> **Assignment**: Among these records, tally each line with the word "exactly"; the answer is that number alone.

___ Material for this task ___

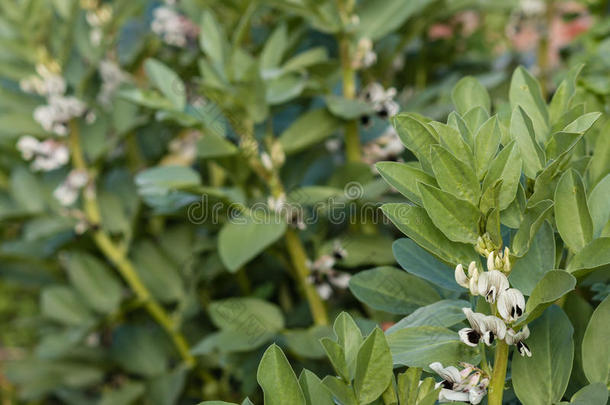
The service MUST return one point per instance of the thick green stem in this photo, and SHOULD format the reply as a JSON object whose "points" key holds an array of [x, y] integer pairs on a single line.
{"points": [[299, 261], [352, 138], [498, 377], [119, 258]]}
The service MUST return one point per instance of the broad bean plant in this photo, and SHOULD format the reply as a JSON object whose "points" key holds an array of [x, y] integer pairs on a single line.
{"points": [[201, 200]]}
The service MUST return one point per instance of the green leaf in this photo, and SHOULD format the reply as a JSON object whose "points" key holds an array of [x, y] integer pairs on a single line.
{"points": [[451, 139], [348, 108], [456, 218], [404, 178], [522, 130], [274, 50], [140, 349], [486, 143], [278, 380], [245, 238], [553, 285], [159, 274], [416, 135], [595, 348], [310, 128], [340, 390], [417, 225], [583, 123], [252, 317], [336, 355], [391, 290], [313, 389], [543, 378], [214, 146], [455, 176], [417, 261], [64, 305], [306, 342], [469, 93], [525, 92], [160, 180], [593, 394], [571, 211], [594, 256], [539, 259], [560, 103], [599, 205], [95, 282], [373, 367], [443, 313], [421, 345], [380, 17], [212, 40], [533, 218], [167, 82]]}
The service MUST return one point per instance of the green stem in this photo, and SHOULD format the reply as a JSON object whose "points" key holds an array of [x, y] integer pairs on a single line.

___
___ Material for this task ___

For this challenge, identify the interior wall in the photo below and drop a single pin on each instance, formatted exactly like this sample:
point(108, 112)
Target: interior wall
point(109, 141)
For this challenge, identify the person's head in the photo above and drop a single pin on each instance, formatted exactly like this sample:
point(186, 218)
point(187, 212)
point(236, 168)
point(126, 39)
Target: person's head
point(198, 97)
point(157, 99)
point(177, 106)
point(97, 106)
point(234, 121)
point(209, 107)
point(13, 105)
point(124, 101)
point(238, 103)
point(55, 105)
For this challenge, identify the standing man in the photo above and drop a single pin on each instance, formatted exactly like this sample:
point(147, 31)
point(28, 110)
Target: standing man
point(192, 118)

___

> **Answer for this exercise**: 3